Light: A new Masada medical thriller coming this summer

After

After

By

Leonard Zwelling

Dedicated to Cousin Stu

https://www.wsj.com/opinion/magas-epstein-fault-line-trump-conspiracy-epstein-4f00ad36?mod=opinion_lead_pos9

“Luchshen Kugel: A classic Jewish noodle pudding that’s as comforting as it is versatile.”   From a Copilot search

My cousin Dr. Stu Levine tells a story about a man dying in bed. All of sudden he smells the aroma of his wife’s luchshen kugel wafting into the bedroom from the kitchen.

She comes to the bedside and he asks, “Honey, please, can I have just a small piece of the kugel.”

“No,” she says. “It’s for after.”

I’ve been thinking a lot about what happens after.
########
* _DIRECTIONS_: In the post about the kugel story, what does the wife say when her dying husband asks for a small piece?

Collection entries:
########
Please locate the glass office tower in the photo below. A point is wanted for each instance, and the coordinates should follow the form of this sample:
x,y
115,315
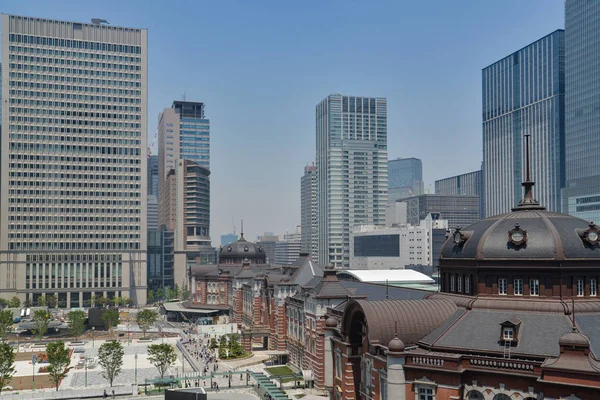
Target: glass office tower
x,y
524,94
351,171
405,178
581,195
73,170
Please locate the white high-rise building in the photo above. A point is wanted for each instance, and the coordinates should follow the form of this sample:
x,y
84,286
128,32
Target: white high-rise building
x,y
352,169
73,169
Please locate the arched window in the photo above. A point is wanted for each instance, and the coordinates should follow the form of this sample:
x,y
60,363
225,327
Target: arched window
x,y
474,395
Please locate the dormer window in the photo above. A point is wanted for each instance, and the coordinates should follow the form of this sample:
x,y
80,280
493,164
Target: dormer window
x,y
502,286
509,330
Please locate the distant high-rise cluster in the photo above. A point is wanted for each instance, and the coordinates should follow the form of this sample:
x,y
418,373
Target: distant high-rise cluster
x,y
352,171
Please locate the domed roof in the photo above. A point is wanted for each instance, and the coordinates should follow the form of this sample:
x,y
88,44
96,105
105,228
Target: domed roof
x,y
574,339
242,249
396,345
525,233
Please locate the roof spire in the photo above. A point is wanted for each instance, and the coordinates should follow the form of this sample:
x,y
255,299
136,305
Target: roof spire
x,y
528,202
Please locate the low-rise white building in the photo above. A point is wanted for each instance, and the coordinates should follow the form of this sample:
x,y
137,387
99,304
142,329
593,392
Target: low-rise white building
x,y
378,247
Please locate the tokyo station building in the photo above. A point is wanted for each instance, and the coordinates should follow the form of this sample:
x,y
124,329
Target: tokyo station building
x,y
517,317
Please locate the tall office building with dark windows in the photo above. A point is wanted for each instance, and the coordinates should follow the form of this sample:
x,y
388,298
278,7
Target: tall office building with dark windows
x,y
523,94
352,171
470,183
308,211
405,178
73,169
581,195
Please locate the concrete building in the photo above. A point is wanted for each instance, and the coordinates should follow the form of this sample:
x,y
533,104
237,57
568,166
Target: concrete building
x,y
351,170
459,210
469,183
308,211
267,242
187,214
153,175
379,247
405,178
152,218
228,238
524,94
581,195
396,213
288,249
73,187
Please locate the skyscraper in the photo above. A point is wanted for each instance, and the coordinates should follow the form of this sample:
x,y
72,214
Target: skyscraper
x,y
524,94
351,170
469,183
308,211
73,171
581,195
405,178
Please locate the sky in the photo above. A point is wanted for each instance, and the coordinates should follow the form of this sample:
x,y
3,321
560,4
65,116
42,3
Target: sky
x,y
261,67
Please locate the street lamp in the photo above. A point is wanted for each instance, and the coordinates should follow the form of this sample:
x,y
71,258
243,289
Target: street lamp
x,y
135,369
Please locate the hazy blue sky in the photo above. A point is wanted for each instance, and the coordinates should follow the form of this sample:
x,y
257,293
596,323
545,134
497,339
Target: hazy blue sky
x,y
261,67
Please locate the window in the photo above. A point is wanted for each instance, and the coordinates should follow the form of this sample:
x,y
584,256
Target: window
x,y
425,393
502,286
518,287
338,365
534,287
580,288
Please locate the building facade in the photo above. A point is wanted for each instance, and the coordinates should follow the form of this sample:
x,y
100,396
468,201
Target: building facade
x,y
351,170
469,183
73,174
581,195
459,210
228,238
308,211
405,178
377,247
523,94
288,249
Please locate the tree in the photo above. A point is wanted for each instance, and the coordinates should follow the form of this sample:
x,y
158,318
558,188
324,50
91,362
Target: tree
x,y
111,319
41,301
7,364
150,296
52,301
41,319
6,321
76,321
58,360
15,302
110,358
145,319
162,356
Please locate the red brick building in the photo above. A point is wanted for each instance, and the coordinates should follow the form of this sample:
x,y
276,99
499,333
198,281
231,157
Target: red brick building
x,y
517,317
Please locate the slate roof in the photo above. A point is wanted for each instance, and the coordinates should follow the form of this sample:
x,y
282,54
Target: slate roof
x,y
539,333
550,236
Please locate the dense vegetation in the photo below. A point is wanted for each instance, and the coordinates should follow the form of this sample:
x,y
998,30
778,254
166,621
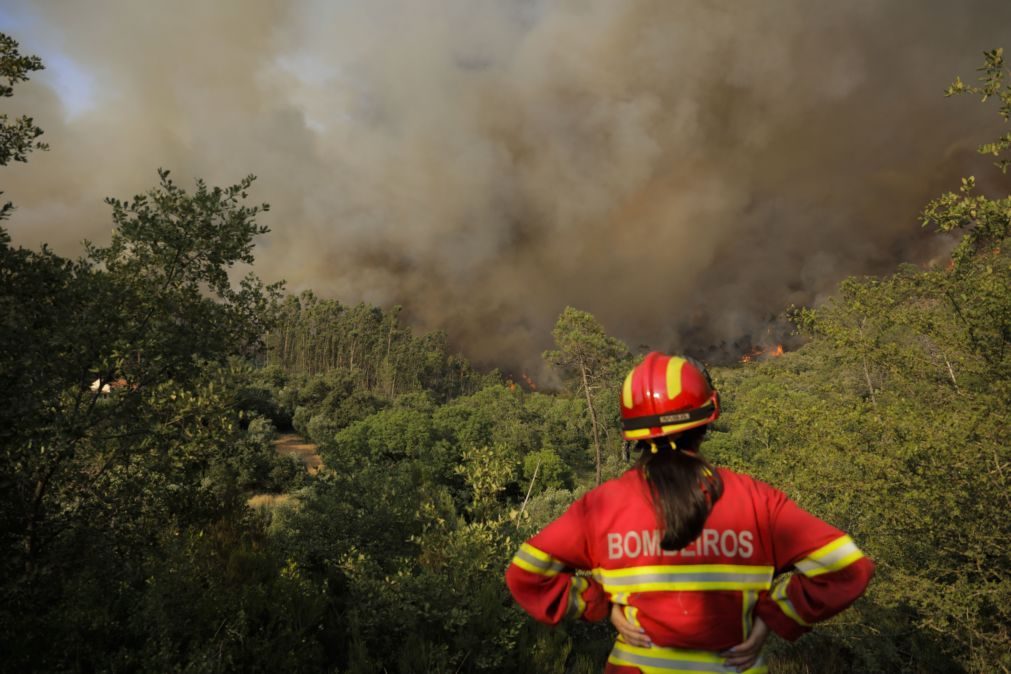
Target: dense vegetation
x,y
141,388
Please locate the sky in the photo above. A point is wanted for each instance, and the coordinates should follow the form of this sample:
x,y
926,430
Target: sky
x,y
684,171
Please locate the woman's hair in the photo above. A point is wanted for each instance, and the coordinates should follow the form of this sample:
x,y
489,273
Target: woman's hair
x,y
683,485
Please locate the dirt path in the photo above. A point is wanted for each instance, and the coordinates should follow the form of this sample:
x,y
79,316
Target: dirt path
x,y
293,445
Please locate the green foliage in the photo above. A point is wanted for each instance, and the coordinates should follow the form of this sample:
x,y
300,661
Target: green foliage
x,y
993,84
591,364
17,137
368,346
133,428
551,471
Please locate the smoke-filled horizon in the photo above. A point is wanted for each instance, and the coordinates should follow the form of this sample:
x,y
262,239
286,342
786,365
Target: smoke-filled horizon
x,y
681,170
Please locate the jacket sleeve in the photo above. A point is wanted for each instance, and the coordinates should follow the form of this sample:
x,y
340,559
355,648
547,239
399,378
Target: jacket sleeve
x,y
542,579
831,572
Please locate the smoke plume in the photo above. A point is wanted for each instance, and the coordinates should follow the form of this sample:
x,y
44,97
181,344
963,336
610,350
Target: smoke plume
x,y
681,170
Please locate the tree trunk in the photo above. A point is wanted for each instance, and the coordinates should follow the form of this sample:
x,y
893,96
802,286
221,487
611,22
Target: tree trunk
x,y
592,420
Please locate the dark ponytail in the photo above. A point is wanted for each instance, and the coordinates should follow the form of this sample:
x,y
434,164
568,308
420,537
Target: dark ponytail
x,y
684,486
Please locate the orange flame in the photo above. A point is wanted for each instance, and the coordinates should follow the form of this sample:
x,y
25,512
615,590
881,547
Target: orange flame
x,y
758,352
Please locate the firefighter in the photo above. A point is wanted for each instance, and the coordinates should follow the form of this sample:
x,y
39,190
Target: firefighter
x,y
695,564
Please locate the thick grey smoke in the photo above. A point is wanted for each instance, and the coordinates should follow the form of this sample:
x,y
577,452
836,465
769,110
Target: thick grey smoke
x,y
682,170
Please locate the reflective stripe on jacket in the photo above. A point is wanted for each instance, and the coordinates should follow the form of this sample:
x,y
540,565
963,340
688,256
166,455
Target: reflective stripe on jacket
x,y
704,597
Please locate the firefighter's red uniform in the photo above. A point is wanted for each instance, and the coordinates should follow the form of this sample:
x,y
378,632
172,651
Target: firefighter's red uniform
x,y
698,601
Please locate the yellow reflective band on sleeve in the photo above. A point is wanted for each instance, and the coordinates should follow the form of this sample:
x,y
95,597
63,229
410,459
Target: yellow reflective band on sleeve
x,y
537,561
660,660
835,556
576,604
632,615
684,577
783,601
748,599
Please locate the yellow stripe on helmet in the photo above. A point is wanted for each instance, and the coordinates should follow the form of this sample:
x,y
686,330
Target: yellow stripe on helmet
x,y
674,366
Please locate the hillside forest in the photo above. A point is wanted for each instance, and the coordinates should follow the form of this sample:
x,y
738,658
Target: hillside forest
x,y
143,386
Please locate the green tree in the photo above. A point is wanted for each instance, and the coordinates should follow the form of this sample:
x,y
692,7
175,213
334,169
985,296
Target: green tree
x,y
590,363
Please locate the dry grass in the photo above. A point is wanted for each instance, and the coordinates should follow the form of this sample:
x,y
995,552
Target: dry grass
x,y
291,445
268,501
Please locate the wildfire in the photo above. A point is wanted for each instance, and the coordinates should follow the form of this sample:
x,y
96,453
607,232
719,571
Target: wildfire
x,y
759,353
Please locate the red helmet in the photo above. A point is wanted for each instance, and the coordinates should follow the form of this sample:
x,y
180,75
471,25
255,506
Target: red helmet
x,y
665,395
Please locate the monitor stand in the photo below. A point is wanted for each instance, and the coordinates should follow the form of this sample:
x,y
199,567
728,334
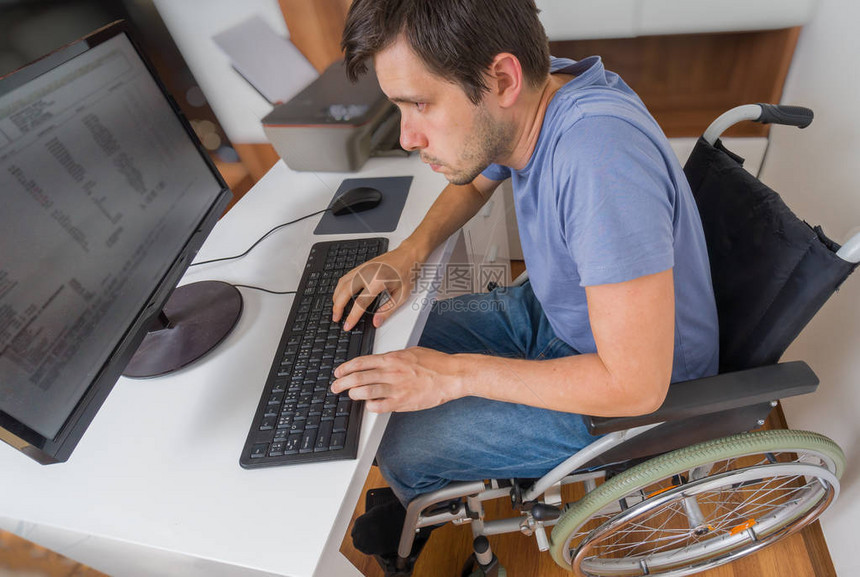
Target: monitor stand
x,y
194,320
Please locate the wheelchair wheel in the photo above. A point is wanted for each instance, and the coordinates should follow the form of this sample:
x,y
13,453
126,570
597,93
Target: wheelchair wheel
x,y
701,506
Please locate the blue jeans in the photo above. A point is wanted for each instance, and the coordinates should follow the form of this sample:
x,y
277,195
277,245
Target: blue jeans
x,y
473,438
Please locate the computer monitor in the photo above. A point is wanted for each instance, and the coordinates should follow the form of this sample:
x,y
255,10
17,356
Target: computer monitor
x,y
106,197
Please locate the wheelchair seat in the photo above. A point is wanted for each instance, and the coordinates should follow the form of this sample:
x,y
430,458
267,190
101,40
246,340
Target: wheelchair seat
x,y
692,485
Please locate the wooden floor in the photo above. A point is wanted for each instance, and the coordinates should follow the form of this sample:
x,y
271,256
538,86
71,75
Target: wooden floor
x,y
803,554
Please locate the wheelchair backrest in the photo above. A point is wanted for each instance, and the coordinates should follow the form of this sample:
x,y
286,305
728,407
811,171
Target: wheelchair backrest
x,y
771,271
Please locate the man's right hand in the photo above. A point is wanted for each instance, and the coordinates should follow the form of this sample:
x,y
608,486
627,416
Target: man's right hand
x,y
389,275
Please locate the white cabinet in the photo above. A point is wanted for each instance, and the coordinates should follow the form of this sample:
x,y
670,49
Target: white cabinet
x,y
582,19
481,254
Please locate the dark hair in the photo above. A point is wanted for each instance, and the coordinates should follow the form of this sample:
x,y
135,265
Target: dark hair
x,y
456,39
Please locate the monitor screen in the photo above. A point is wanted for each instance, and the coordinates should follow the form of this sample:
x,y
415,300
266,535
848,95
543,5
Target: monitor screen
x,y
106,196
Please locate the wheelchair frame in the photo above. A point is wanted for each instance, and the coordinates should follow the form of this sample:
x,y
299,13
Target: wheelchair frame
x,y
716,406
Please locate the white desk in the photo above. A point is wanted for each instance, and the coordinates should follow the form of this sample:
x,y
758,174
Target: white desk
x,y
154,488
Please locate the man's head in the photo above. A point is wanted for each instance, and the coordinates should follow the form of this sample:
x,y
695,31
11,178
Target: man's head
x,y
456,39
455,68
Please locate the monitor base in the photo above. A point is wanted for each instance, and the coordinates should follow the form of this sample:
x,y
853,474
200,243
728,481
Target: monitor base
x,y
195,319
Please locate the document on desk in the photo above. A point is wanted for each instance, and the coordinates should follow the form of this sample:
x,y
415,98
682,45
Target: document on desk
x,y
269,62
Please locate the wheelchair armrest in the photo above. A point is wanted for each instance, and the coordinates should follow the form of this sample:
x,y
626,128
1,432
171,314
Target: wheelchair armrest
x,y
718,393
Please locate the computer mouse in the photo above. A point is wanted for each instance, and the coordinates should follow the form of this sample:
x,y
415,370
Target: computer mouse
x,y
355,200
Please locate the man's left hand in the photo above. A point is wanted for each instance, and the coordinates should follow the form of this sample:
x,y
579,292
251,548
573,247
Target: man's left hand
x,y
409,380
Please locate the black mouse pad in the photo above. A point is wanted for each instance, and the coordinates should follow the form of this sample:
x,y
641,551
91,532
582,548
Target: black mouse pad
x,y
382,218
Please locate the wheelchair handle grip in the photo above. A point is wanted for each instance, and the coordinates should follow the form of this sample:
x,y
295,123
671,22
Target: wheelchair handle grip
x,y
789,115
764,113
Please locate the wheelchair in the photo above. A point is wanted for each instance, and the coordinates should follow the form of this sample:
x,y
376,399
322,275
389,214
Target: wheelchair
x,y
695,484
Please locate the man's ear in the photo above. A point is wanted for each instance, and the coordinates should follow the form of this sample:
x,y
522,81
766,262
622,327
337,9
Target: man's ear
x,y
506,78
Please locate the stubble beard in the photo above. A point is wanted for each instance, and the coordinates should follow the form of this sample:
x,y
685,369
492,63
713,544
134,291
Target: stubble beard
x,y
489,141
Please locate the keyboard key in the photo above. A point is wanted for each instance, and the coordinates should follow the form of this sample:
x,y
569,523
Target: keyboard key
x,y
308,441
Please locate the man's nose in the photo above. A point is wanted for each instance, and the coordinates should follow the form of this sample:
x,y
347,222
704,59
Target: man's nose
x,y
410,137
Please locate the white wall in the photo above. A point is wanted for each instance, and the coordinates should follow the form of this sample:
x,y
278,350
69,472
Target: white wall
x,y
817,171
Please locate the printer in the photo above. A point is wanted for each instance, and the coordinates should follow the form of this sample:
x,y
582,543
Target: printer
x,y
333,124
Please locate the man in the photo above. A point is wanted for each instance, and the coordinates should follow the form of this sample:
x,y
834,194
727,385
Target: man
x,y
619,301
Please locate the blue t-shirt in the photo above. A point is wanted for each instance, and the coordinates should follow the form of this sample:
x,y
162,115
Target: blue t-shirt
x,y
604,200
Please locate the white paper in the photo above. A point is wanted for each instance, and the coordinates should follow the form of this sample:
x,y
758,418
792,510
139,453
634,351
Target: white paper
x,y
269,62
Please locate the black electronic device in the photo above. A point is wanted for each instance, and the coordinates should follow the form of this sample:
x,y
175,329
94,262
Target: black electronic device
x,y
107,195
356,200
298,418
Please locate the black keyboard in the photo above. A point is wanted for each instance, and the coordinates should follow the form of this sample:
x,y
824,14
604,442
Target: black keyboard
x,y
299,419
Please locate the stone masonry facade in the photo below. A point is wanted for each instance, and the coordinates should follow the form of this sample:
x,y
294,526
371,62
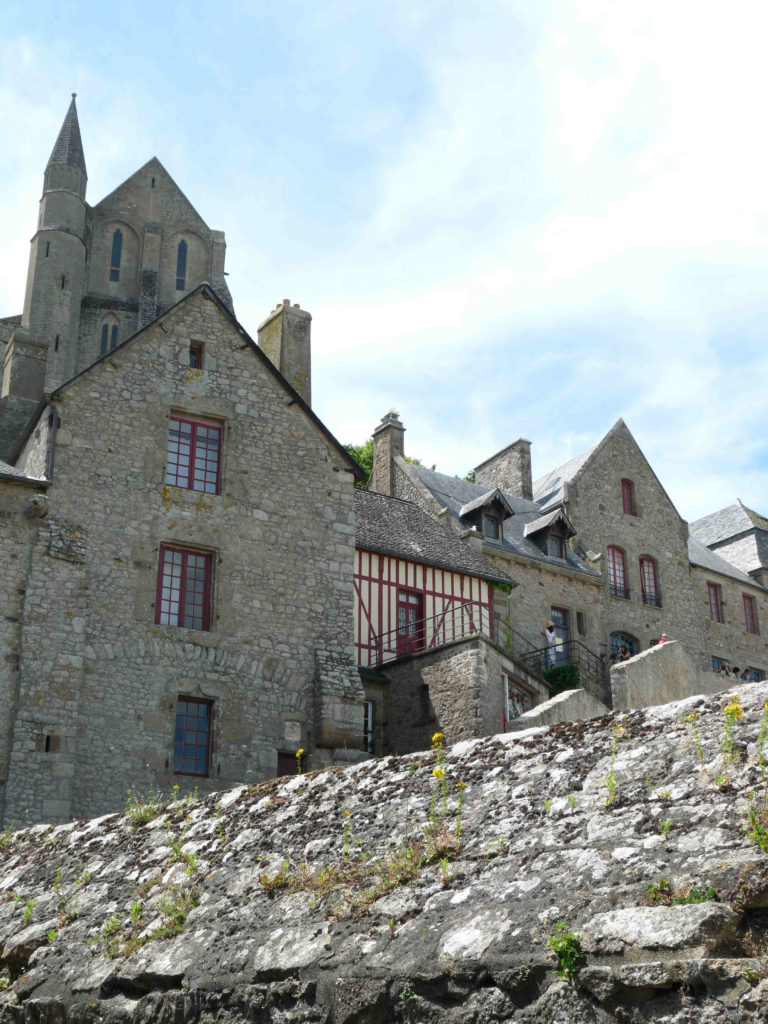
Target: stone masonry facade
x,y
93,692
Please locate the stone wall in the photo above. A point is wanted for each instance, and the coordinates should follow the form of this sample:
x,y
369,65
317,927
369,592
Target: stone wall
x,y
658,675
322,898
96,670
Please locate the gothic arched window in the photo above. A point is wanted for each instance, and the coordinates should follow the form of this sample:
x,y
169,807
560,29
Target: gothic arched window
x,y
117,251
109,337
180,265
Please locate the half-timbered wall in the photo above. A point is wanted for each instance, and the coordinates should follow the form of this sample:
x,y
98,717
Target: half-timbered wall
x,y
431,606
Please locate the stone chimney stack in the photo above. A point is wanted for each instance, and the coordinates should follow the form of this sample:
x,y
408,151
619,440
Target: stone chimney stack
x,y
509,470
388,442
284,338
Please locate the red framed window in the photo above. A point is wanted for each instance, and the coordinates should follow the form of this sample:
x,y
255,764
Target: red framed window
x,y
751,614
192,739
617,572
410,622
649,581
628,497
184,580
194,456
715,597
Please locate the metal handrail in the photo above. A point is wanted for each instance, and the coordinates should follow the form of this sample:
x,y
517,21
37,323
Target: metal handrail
x,y
456,622
593,672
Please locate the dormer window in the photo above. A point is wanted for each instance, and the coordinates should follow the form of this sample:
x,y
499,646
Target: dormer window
x,y
492,527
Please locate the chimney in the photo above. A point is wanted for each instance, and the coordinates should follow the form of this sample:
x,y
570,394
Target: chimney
x,y
509,470
284,338
388,442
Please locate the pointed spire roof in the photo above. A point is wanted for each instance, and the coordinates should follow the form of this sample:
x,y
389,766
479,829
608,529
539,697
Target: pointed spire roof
x,y
69,147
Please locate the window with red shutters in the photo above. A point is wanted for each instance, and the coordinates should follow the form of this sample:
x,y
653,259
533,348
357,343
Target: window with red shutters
x,y
751,614
184,579
194,455
617,572
715,597
649,582
628,497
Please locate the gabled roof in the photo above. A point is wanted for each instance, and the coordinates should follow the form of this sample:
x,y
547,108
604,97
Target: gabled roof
x,y
700,555
157,167
69,146
545,521
16,476
454,494
727,522
489,498
205,289
550,489
391,526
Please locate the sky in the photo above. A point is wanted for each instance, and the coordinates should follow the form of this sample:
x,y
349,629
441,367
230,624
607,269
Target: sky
x,y
507,218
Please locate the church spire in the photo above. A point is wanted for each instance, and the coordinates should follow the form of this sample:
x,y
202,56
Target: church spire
x,y
69,147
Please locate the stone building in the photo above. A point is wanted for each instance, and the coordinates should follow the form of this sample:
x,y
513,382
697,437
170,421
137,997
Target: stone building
x,y
433,652
97,273
597,547
177,524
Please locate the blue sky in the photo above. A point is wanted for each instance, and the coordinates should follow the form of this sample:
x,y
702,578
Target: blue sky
x,y
508,219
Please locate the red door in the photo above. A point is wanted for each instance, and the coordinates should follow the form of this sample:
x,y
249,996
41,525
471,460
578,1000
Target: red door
x,y
410,622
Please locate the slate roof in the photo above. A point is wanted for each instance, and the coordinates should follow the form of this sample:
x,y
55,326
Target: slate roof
x,y
699,554
727,522
11,473
549,489
391,526
69,145
456,494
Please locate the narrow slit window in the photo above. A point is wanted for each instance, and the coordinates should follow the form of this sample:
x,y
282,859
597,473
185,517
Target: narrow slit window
x,y
117,252
180,265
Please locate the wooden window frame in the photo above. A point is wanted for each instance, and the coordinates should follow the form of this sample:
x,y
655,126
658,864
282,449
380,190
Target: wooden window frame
x,y
186,700
751,614
715,599
173,477
649,581
180,614
628,497
196,355
617,572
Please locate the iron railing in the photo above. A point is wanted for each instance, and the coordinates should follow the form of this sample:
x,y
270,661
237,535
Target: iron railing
x,y
457,622
593,673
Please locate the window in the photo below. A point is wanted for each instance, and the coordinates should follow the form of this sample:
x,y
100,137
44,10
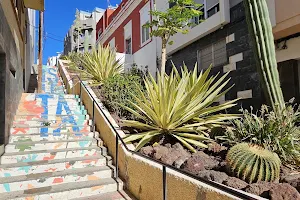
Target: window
x,y
99,32
128,46
197,20
212,7
145,34
144,19
214,54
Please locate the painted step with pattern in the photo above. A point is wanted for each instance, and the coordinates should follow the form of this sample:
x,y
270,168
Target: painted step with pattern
x,y
42,117
51,137
37,123
50,154
53,112
107,196
22,173
23,168
49,130
57,178
32,96
67,191
40,146
51,124
49,101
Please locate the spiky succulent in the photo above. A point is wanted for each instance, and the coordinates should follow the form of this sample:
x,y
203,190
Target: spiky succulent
x,y
253,163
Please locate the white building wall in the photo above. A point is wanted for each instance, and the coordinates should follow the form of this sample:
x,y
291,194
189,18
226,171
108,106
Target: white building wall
x,y
145,58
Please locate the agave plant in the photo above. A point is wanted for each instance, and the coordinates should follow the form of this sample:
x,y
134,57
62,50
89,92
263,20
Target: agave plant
x,y
180,107
99,64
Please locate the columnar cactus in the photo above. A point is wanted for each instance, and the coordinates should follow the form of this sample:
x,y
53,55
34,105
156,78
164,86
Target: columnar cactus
x,y
260,29
253,163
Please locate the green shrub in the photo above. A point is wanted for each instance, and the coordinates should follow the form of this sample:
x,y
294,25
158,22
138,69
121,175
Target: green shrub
x,y
253,163
118,90
275,130
180,107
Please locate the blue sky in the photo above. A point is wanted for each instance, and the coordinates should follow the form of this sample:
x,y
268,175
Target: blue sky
x,y
59,16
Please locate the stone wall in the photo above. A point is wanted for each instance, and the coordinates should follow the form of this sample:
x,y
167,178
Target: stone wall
x,y
241,63
11,76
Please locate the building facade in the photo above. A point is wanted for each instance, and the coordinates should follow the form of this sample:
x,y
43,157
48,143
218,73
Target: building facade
x,y
222,40
87,38
122,28
17,47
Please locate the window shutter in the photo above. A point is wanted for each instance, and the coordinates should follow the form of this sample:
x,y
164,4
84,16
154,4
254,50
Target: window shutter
x,y
205,57
211,3
220,54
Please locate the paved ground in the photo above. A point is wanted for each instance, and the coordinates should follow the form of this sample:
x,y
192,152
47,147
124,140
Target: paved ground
x,y
52,153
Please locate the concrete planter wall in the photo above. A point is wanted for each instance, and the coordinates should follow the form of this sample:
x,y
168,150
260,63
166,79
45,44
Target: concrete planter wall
x,y
142,177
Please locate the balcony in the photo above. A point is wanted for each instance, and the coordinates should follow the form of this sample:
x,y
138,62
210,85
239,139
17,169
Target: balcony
x,y
126,59
215,19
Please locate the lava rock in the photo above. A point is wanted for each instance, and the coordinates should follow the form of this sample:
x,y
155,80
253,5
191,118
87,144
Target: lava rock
x,y
215,147
199,162
148,151
235,183
176,154
274,191
283,191
212,175
208,161
293,180
194,165
182,154
160,151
########
* _ANSWER BOX_: She says no, because it's for after.